Pasaje propuesto:
"""

Dos son los libros en los que se reúnen la mayor parte de las poesías de Acuña: el primero es El caballero determinado, cuya primera edición vio la luz en Amberes en 1553 y que alcanzó un gran éxito, ya que se publicaron siete ediciones hasta finales del siglo XVI. La otra obra, publicada ya póstuma, es una colección de sus poesías que vio la luz bajo el título de Varias poesías, que para Antonio Prieto forma un conjunto poético aberrante y dispuesto con una ausencia total de orden y concierto. Parece ser que el propio Acuña estaba recopilando sus poesías para editarlas en un volumen, pero la muerte le impidió finalizar este proyecto que fue concluido por su esposa. Aquí se recogen 111 composiciones atribuibles a Acuña, además de la traducción parcial del Orlando innamorato de Boiardo.

El número de poesías debe completarse con algunas que se han transmitido únicamente en manuscritos o en cartapacios poéticos. En total, la cantidad de poemas es de 118: un poema-dedicatoria, un elogio, un epigrama, dos epitafios, dos madrigales, ochenta y cinco sonetos, dos estancias, tres canciones, una sátira, tres epístolas, una elegía, tres églogas, tres poemas mitológicos, cuatro coplas y seis glosas.

Su obra se puede distribuir en tres grupos: en primer lugar, las traducciones de poemas caballerescos; en segundo, las poesías italianizantes, y en tercero, las que siguen la tradición cancioneril. En el primer grupo hay dos obras: El caballero determinado, traducción de Le Chevalier Délibéré de Olivier de la Marche, y la traducción de algunos cantos del Orlando innamorato de Boiardo, que aparece recogida al final de las Varias poesías. En el primero de ellos, encargado por Carlos V, usó como estrofa una tradicional, la quintilla doble, por ser este tipo estrófico el más usado y conocido en España; otra razón de peso fue que la rima francesa del original es tan corta que no podía verterse a formas de arte mayor sin confundir en parte la traducción. Acuña no siguió siempre fielmente el texto, sino que añadió algunas coplas elogiosas sobre Carlos V, y otras, concretamente ochenta y seis, donde hace aparecer a personajes de la casa de Austria y a los Reyes Católicos. Por otra parte, eliminó varias series de estrofas (166-205 y 273-278) del texto original que hacían referencia a personajes desconocidos para los lectores españoles. Incluso escribió una Adición a la novela que fue recogida en la edición publicada en Madrid en 1590.

Por lo que se refiere a la segunda, desconocemos la fecha en que Acuña trabajó en ella, y se ha discutido la relación entre la primera estrofa de esta traducción y la que abre el «Canto primero» de La Araucana, de Alonso de Ercilla, publicada en Madrid en 1569. Acuña introdujo varios cambios sobre el original: el primero de ellos fue aristocratizar el texto para acomodarlo a sus propios ideales heroico-caballerescos; también sustituyó el estilo directo por el indirecto y eliminó las digresiones que ralentizaban el relato en el original; prestó más atención a los sentimientos amorosos de los protagonistas, consecuencia de la concepción de su obra como representación del mundo cortés. Estos sentimientos y las descripciones de los personajes femeninos siguen los cánones petrarquistas, a los que tan aferrado estaba Acuña. La traducción ha merecido los elogios de los críticos, entre los que destacan los que le dedicó Menéndez Pelayo, para quien la parte terminada, «vertida con facilidad, lozanía y rica vena, induce a lamentarse de que no acabase el resto«.

"""

Lo que se pide:
(A) Según el pasaje sobre Acuña, ¿en qué ciudad y en qué año se publicó la primera edición de El caballero determinado?
(B) Reproduce, por favor, el fragmento del pasaje sobre Acuña que empieza con "El número de" y sigue hasta "y seis glosas.".
Los datos no desempeñan ningún papel aquí.

Material recopilado:
"""

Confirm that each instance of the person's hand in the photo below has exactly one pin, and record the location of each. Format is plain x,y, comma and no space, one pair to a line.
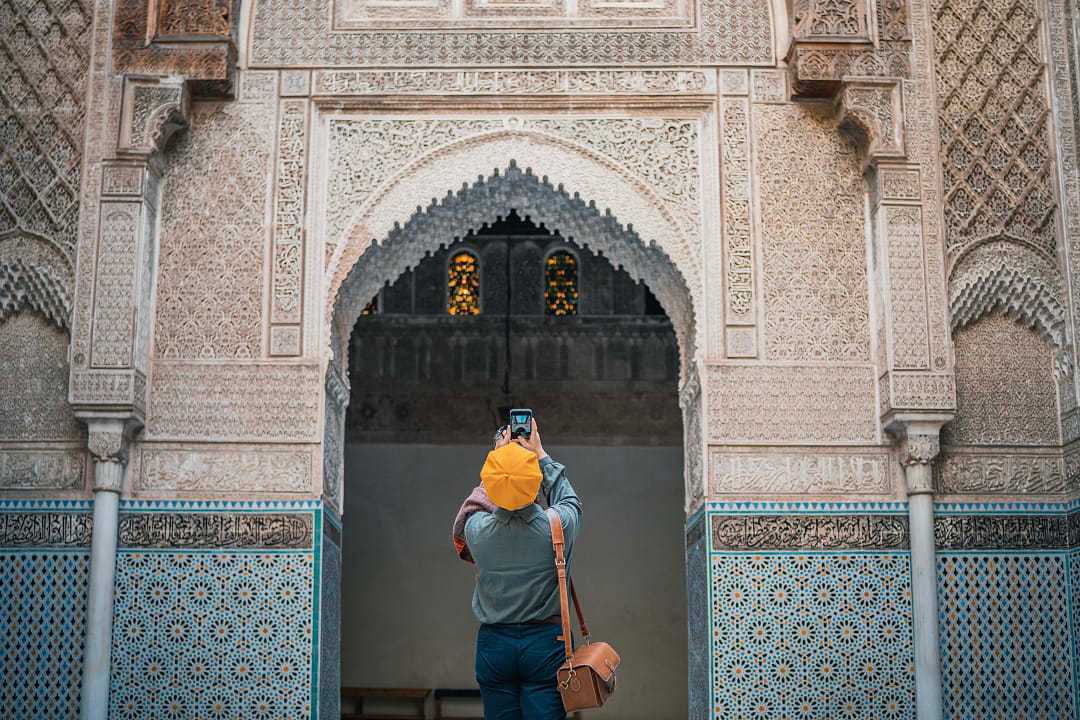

"""

Las respuestas:
(A) En Amberes, en 1553.

(B)
El número de poesías debe completarse con algunas que se han transmitido únicamente en manuscritos o en cartapacios poéticos. En total, la cantidad de poemas es de 118: un poema-dedicatoria, un elogio, un epigrama, dos epitafios, dos madrigales, ochenta y cinco sonetos, dos estancias, tres canciones, una sátira, tres epístolas, una elegía, tres églogas, tres poemas mitológicos, cuatro coplas y seis glosas.